Excerpt —
I kind of have to agree with that thinking, although I personally believe its so remote that we should be allowed to stock hybrids.

Maybe some day...


----------



## Meadowlark (Jul 19, 2008)

creeker said:


> ...
> Meadowlark - your logs are amazing.....
> 
> Thanks for the compliments on the fish - my son had to take some advil because his face hurt from smiling so much with the thought that he had caught one of the biggest hybrids on the lake.


No, that was the largest hybrid ever caught by a junior angler on Livingston.

Please consider filing for the junior water body record for him. My grandson has the striper record and I can tell you that it is a source of great pride for him and has been since 2011. Your son will forever have that memory officially recorded...priceless.

I don't know if Ron will accept your application without a weight or a picture with the length showing. They need both to certify...but at a minimum your son will receive a big fish award and possibly fish of the month.

Please consider applying...trust me your son will be forever grateful.


----------



## Jimmy Blue (Nov 20, 2013)

Congrats on a super nice catch!


----------



## big D. (Apr 10, 2010)

That would be really cool for your son!!!

I've got my sites on a lake record this year for my son! There is one in particular that I think he can sneak away with this winter. I caught 2 in the same day that would have easily taken it. He couldnt go with me that day or he would have had it. My friend on another boat and I caught several that day pushing the youth record! I like to look up the records for each lake we plan to fish just incase...


----------



## Meadowlark (Jul 19, 2008)

big D. said:


> That would be really cool for your son!!!
> 
> I've got my sites on a lake record this year for my son! There is one in particular that I think he can sneak away with this winter. I caught 2 in the same day that would have easily taken it. He couldnt go with me that day or he would have had it. My friend on another boat and I caught several that day pushing the youth record! I like to look up the records for each lake we plan to fish just incase...


 You are a good man big D. The kids are our future and everything we can do to help them is a great thing. Filing for a record is easy...and it means so much to the young. Got get 'em!!


----------



## bueyescowboy (Apr 10, 2005)

I ve only caught one hybird on LL but it was a wonderful experience. I should have recorded it....it might be on my post somewhere. A memory one won't forget...

Stored data —
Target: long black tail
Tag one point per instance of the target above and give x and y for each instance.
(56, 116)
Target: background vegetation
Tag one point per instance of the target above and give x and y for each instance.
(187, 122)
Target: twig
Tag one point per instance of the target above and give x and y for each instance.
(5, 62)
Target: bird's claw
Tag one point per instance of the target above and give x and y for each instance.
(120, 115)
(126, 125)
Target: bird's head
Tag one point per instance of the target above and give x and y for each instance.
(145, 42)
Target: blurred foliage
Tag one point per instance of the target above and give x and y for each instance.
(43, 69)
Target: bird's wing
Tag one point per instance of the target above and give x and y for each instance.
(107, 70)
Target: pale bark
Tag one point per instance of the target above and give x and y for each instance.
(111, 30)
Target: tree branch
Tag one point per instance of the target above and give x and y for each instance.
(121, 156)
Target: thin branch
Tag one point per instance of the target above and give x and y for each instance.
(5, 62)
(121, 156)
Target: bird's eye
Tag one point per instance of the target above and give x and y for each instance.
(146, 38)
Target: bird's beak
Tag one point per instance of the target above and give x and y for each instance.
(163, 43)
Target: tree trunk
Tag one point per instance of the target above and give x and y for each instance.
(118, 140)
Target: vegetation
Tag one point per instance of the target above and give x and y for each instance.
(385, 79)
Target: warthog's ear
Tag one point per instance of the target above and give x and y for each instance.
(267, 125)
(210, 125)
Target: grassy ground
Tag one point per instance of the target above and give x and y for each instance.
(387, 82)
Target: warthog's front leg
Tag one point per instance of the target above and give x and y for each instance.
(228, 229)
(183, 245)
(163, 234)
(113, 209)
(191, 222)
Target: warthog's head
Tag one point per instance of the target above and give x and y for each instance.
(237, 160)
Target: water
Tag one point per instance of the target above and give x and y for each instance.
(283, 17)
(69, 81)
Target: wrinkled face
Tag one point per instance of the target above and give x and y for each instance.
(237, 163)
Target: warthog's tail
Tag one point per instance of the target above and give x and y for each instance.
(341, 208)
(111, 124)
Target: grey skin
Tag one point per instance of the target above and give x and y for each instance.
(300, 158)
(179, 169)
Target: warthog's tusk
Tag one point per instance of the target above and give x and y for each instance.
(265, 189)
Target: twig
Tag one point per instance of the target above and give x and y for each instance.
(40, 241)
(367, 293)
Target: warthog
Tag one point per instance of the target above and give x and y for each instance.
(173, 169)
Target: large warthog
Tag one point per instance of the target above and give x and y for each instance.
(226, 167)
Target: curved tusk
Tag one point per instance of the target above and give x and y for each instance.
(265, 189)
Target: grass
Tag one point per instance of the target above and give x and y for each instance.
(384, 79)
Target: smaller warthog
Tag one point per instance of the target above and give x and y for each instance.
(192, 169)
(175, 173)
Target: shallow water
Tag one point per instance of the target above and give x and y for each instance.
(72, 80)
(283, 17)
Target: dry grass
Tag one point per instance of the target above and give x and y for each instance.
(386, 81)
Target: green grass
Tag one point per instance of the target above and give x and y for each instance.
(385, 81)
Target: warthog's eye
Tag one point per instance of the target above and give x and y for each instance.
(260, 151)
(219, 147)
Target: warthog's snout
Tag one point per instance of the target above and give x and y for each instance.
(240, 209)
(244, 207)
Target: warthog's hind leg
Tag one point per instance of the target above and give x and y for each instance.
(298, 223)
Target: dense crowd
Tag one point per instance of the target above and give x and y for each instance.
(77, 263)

What is asked —
[A] Copy a passage from the fishing thread word for word, beginning with the words "I don't know" and ending after the words "super nice catch!".
[B] In the fishing thread, what record does Meadowlark's grandson hold?

Task-by-task results —
[A]
I don't know if Ron will accept your application without a weight or a picture with the length showing. They need both to certify...but at a minimum your son will receive a big fish award and possibly fish of the month.

Please consider applying...trust me your son will be forever grateful.


----------



## Jimmy Blue (Nov 20, 2013)

Congrats on a super nice catch!

[B] The striper record.